◆ Written request:
Identify every line in the records below that contains the word "climbing", and copy each of those lines.

Excerpts from point annotation data:
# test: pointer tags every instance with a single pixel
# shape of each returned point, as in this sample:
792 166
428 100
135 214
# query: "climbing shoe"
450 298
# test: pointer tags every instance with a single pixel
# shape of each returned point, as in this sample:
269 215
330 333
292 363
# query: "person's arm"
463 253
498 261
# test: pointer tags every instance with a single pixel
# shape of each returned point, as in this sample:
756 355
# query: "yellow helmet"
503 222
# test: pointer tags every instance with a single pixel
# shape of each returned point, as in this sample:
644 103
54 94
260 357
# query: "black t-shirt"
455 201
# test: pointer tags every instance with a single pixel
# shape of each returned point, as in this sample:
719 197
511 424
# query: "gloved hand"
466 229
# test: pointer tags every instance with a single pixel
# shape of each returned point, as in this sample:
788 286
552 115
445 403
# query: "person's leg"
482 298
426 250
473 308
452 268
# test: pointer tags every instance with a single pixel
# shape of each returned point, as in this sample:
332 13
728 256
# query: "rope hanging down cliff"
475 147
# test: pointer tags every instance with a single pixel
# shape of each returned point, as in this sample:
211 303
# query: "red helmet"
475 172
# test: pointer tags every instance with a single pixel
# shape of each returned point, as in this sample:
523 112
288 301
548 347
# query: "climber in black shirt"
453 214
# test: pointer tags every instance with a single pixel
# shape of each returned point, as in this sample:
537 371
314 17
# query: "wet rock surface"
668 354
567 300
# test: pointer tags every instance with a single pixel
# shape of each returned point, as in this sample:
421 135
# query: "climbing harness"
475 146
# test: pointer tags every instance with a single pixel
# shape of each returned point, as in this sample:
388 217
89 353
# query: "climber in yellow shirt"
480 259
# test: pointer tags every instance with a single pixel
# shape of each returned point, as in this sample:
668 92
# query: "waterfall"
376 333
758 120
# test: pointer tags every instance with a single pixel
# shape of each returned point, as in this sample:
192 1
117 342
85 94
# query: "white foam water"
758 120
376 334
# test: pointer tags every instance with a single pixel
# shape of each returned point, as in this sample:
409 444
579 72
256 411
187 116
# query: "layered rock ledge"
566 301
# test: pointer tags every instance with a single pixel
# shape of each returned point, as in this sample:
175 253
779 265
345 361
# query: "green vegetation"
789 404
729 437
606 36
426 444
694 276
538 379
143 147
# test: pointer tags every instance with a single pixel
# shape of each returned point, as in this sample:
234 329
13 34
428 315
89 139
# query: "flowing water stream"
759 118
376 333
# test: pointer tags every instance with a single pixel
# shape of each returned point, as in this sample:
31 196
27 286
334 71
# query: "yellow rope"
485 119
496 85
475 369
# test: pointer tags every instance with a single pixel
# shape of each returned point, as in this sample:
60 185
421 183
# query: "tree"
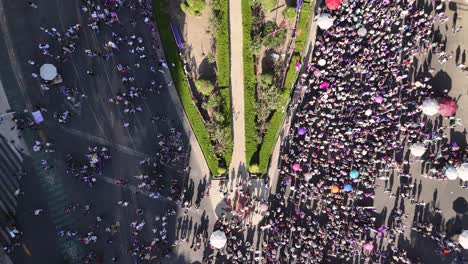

◆ Exercise solution:
# query: "climbing shoe"
# query: "climbing harness"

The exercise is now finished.